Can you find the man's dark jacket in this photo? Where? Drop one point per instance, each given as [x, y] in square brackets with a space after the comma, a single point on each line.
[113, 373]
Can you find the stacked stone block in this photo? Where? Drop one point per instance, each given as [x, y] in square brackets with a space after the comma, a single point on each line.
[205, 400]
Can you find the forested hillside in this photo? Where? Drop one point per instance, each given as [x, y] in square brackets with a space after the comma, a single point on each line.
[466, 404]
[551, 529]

_ _ _ _

• _Direction_: Reproduce only the lines running from the one with "Can you find the stacked" through the final line of the listing above, both ends included.

• _Exercise solution_:
Can you find the stacked stone block in this photo? Where? Drop one point per instance, each given as [x, y] in square brackets with a space after the comma, a single point on each line.
[205, 400]
Can you find the forested hillside in this photo? Where? Drop one point per instance, each given as [x, y] in square brackets with a space after the comma, a single point on each line.
[466, 404]
[551, 529]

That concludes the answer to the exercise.